▸ TEXT EXCERPT
============================================================

One year after Hurricanes Maria and Irma made landfall in Puerto Rico and the U.S. Virgin Islands (USVI), community health centers report a surge in patients and patients who are more likely to present with serious physical and mental health problems. Nearly three quarters of community health centers report a growing demand for services, with some reporting an increase of more than 10 percent in the number of people seeking care.
The research, based on a comprehensive survey of the islands’ health centers, was conducted by the Geiger Gibson/RCHN Community Health Foundation Research Collaborative, which conducts extensive research into community health centers and the populations they serve as part of the George Washington University Milken Institute School of Public Health’s (Milken Institute SPH) Geiger Gibson Program in Community Health Policy.
Nearly all health centers (86 percent) reported that patients are more likely to present with depression and anxiety, including post-traumatic stress disorder, compared to before the hurricanes. A substantial percentage also reported that patients were more likely to have poorly managed chronic conditions, respiratory conditions such as asthma, alcohol or other substance use disorders, and suicidal thoughts or attempts.
Most health centers report being able to maintain or increase essential staffing since the hurricanes, but ten percent or more report losing physicians, nurses, mental health staff, substance use disorders staff, dental staff, outreach workers, and other enabling services staff. Health centers were particularly likely to report care shortfalls with respect to dental care, offsite and mobile care, mental health care and substance abuse services.
The new report and survey also complement a study released in August by another team of researchers at Milken Institute SPH, which found an estimated 2,975 excess deaths in Puerto Rico in the six months following Hurricane Maria.
“This report underscores that although the early mortality studies, such as the one published by our school, provide absolutely critical understanding of the most extreme near-term consequences of the disaster, of vital importance will be ongoing epidemiologic and public health research that can measure changes in health over time,” said Ms. Sara Rosenbaum, JD, the Harold and Jane Hirsh Professor of Health Law and Policy at Milken Institute SPH, one of the authors of the report. “In this regard, the experiences of health centers in the wake of the storm offer invaluable insight into the nature of problems to come.”

============================================================

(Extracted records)
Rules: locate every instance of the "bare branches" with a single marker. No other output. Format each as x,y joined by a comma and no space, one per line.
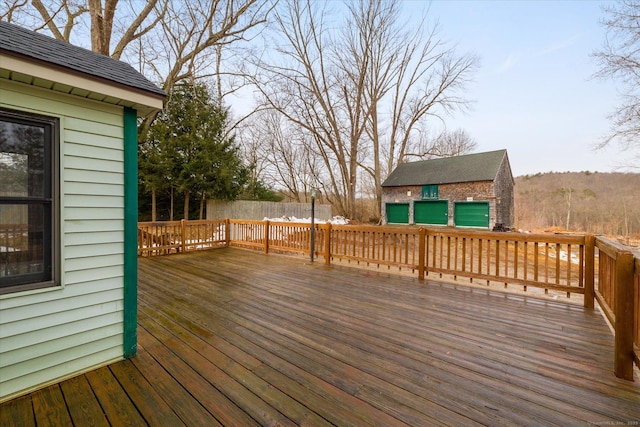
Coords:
619,59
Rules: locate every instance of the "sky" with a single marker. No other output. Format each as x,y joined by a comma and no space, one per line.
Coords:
534,93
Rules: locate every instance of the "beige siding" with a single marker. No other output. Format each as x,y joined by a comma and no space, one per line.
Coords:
53,333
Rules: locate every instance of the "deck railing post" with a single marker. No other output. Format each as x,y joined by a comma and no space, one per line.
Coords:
589,270
327,243
183,235
421,252
623,365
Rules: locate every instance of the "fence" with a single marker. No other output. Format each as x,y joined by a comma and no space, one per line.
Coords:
556,262
258,210
618,294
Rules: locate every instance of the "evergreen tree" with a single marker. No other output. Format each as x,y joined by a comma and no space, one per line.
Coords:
188,149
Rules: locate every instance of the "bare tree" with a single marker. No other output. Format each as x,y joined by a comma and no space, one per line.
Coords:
446,144
361,92
619,59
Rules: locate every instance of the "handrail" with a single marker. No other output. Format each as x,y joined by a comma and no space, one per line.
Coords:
560,262
618,294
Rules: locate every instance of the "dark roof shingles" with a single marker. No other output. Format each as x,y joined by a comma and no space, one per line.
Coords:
448,170
23,42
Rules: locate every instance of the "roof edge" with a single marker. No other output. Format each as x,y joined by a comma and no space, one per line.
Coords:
43,70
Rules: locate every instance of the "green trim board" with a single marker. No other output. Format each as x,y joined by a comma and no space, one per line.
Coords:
471,214
397,213
432,212
130,122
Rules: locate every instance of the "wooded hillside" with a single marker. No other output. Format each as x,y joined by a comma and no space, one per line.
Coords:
592,202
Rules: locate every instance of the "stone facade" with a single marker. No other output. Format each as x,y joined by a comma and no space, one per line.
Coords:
498,193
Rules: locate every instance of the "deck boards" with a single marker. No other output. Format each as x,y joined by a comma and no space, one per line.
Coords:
234,337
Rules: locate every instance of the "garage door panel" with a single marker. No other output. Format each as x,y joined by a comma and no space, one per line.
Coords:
398,213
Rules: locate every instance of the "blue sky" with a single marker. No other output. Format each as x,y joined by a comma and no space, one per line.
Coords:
533,93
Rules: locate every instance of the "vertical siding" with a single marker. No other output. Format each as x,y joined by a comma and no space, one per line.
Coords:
52,333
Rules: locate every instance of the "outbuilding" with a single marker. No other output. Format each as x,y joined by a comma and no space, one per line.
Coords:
68,208
473,190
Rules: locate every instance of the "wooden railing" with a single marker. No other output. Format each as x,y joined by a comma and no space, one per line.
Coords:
162,238
618,293
557,262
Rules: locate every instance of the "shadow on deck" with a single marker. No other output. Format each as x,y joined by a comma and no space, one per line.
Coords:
233,337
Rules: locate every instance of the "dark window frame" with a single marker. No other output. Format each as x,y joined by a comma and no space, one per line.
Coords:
430,192
50,276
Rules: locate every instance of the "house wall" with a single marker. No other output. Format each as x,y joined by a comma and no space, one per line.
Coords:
49,334
479,191
505,203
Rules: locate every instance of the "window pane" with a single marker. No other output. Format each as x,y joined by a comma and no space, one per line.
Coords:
24,254
22,160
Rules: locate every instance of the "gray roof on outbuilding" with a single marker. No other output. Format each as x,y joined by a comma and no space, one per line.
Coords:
20,42
448,170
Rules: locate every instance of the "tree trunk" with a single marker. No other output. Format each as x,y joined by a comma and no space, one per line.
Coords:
202,199
171,209
153,204
186,204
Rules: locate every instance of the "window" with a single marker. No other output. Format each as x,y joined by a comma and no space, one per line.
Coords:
429,191
27,200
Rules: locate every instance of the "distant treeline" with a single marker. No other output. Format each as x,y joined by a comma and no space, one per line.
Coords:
592,202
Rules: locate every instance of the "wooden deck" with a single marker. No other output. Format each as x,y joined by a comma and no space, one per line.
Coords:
233,337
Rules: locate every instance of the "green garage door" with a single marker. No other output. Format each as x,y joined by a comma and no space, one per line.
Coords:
432,212
398,213
471,214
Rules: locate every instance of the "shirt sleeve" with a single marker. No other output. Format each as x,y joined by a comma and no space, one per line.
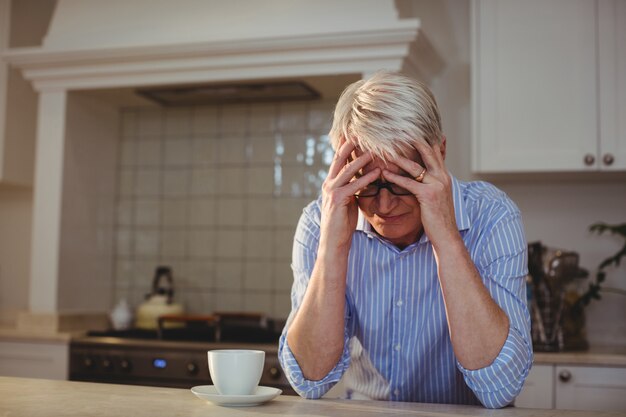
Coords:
503,267
304,253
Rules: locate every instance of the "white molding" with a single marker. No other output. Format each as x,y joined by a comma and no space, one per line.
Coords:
305,55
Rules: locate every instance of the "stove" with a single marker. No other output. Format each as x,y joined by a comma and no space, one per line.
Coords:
163,357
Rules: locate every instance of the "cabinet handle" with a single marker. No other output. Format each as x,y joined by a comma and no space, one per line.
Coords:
608,159
565,375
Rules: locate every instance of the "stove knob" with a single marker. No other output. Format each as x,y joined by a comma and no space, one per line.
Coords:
274,373
192,368
88,363
125,365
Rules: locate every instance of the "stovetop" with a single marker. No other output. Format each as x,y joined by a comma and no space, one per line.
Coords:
191,334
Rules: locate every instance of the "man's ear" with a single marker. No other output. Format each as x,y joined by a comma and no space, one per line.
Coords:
442,147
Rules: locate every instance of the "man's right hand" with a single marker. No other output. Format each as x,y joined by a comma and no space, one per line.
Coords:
316,336
339,210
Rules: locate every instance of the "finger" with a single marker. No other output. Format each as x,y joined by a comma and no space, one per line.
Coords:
410,167
340,159
404,182
364,181
428,156
353,167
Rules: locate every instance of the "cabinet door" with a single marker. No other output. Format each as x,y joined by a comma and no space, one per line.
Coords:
590,388
612,67
535,101
34,360
538,391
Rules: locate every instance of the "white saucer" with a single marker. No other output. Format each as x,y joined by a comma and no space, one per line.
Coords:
209,393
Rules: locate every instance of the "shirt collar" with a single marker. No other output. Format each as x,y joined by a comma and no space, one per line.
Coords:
462,219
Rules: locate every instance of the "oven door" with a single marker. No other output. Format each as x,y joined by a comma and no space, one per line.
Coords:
155,363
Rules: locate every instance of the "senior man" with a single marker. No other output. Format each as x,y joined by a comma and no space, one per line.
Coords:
405,278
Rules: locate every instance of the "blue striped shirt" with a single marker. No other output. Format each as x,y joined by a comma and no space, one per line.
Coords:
397,345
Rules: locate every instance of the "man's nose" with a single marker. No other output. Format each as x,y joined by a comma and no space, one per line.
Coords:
386,201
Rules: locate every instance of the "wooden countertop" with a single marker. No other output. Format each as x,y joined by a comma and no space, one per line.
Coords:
39,397
597,356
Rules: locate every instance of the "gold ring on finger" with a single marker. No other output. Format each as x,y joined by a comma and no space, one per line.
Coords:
420,177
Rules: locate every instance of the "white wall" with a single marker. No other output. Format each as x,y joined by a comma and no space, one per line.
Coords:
15,227
557,208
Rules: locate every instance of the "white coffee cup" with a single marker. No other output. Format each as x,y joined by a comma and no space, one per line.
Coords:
236,371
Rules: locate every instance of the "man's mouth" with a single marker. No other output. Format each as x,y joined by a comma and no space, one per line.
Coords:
385,218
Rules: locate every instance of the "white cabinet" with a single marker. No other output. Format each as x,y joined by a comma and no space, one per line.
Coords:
575,387
41,359
548,85
590,388
538,389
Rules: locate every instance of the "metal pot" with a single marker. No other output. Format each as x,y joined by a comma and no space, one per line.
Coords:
159,301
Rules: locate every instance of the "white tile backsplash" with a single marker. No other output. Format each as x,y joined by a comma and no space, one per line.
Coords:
148,183
232,150
147,243
204,121
202,212
174,212
177,152
176,182
204,150
258,275
231,211
204,181
178,122
258,244
150,123
230,243
147,212
173,244
149,152
201,243
216,192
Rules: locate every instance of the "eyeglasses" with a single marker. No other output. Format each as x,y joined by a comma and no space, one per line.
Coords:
373,189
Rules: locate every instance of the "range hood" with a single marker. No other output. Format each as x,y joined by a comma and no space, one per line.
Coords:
95,46
229,93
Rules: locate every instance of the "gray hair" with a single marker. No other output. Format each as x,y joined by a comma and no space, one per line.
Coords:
386,114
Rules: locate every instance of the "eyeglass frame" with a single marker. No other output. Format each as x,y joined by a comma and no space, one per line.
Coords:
387,185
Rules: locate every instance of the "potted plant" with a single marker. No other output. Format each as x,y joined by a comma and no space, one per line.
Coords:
574,333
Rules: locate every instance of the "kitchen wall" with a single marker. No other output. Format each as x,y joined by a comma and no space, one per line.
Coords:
29,22
216,192
557,208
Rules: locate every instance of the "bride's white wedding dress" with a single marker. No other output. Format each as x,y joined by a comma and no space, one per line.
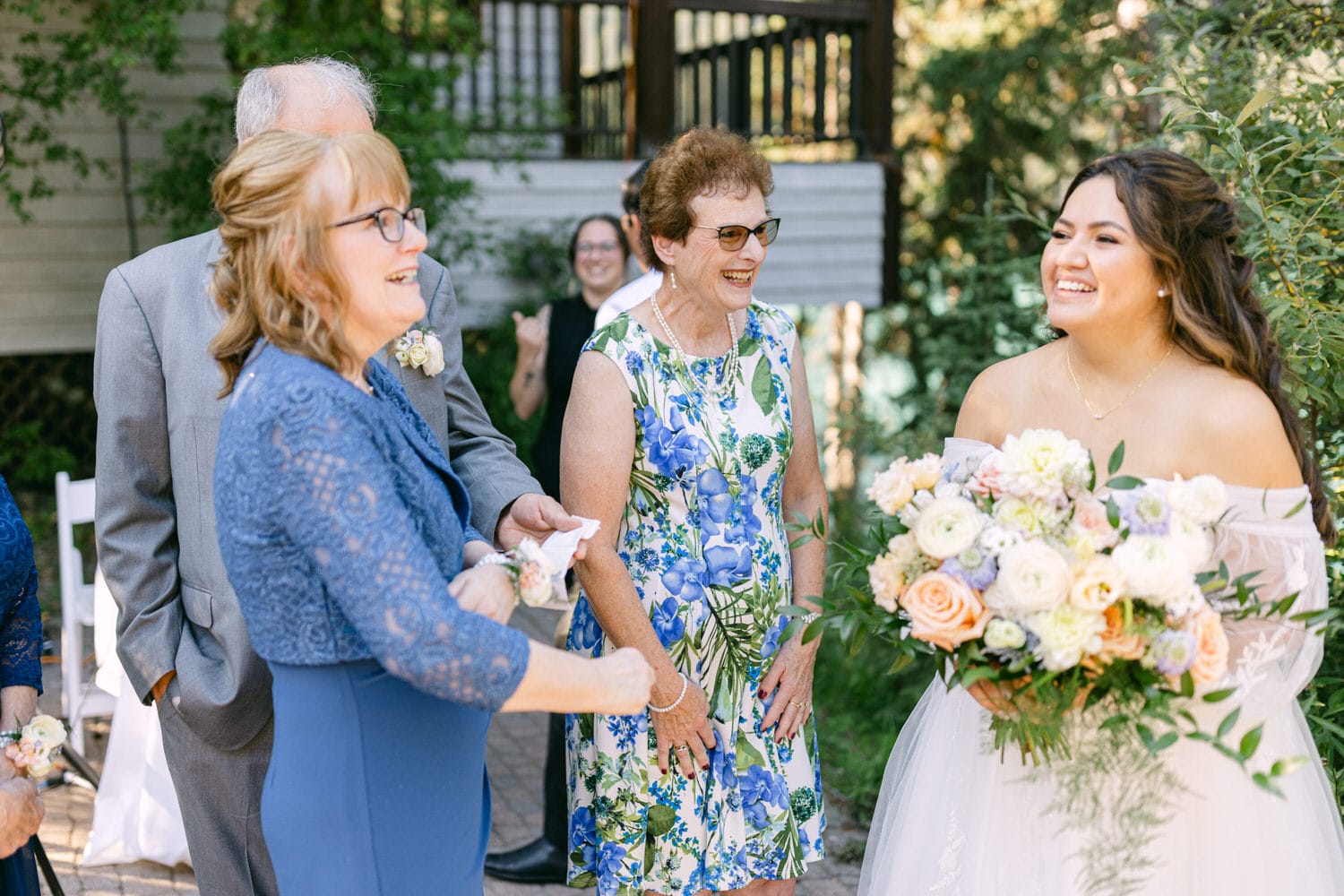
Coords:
956,820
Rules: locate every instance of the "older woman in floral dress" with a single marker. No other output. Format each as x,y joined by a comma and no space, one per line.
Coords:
690,437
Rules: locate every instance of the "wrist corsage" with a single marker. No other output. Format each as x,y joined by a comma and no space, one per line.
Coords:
534,573
35,745
419,349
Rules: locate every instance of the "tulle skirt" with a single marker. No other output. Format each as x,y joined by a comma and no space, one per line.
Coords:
956,818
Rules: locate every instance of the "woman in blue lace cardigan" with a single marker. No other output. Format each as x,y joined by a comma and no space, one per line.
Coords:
346,535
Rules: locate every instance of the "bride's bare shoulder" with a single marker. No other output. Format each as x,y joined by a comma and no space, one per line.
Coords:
991,403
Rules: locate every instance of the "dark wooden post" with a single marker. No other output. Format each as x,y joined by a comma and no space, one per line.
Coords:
878,75
574,124
655,56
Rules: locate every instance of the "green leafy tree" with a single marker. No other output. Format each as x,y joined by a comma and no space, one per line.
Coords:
56,66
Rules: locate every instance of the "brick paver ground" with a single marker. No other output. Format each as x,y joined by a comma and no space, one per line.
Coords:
515,758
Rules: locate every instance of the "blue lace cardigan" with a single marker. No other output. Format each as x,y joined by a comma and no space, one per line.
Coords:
21,618
341,522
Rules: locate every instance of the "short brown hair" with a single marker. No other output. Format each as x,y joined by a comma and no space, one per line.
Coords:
276,277
701,161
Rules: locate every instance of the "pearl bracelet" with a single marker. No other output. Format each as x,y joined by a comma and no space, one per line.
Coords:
497,557
676,702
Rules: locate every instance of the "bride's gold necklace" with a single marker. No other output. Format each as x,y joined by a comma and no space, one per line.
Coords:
1069,363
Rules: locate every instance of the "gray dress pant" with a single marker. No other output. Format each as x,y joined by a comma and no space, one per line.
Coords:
220,791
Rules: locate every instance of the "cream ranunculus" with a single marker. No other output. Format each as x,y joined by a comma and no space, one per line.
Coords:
1043,463
1004,634
943,610
892,489
948,527
1201,498
1097,584
1066,633
1155,568
925,471
1031,576
887,579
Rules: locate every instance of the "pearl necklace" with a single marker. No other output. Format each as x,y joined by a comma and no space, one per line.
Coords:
730,363
1069,363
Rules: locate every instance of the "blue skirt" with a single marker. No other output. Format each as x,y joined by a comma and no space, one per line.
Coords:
374,786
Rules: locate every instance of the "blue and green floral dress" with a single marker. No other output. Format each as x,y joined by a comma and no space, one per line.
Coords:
704,541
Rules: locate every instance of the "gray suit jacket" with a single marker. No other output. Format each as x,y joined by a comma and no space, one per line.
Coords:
156,387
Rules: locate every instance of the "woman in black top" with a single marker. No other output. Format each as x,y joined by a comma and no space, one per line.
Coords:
548,349
548,344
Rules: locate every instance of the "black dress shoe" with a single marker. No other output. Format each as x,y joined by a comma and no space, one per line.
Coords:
538,863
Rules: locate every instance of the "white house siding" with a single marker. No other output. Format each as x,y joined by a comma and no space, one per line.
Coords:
51,269
828,250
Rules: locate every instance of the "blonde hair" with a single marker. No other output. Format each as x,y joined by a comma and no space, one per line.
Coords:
276,279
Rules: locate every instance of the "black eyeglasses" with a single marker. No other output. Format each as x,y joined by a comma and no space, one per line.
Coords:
392,222
734,237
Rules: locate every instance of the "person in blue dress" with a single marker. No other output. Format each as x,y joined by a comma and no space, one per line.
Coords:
346,536
21,683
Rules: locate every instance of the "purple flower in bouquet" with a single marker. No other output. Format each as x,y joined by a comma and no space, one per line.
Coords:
1174,651
972,565
1144,511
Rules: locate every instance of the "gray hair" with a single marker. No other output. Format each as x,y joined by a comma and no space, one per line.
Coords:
263,94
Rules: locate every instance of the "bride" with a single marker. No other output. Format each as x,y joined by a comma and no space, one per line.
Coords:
1164,347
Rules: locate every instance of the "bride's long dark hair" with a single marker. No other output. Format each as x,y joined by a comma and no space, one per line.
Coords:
1188,225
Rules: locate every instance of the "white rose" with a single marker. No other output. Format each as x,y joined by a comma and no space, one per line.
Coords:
435,363
1043,463
1097,584
1004,634
887,579
417,352
1155,568
1201,498
45,729
892,489
1031,576
1066,633
948,527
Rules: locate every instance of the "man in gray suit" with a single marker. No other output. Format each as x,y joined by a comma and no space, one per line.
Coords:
180,634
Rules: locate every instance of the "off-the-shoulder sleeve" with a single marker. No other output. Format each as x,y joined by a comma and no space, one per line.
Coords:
343,509
1271,659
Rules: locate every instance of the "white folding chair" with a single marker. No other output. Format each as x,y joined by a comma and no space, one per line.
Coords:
80,696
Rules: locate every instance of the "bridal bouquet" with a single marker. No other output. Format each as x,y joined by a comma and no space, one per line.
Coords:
1046,591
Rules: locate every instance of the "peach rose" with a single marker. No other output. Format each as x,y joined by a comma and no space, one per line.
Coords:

============================================================

▸ PROBLEM SET
• 1. Reproduce the passage of the hurricane health center text between "The research, based" and "Community Health Policy.", inclusive.
• 2. Name every type of staff that the hurricane health center text says ten percent or more of health centers reported losing.

▸ TASK-BY-TASK RESULTS
• 1.
The research, based on a comprehensive survey of the islands’ health centers, was conducted by the Geiger Gibson/RCHN Community Health Foundation Research Collaborative, which conducts extensive research into community health centers and the populations they serve as part of the George Washington University Milken Institute School of Public Health’s (Milken Institute SPH) Geiger Gibson Program in Community Health Policy.

• 2. Physicians, nurses, mental health staff, substance use disorders staff, dental staff, outreach workers, and other enabling services staff.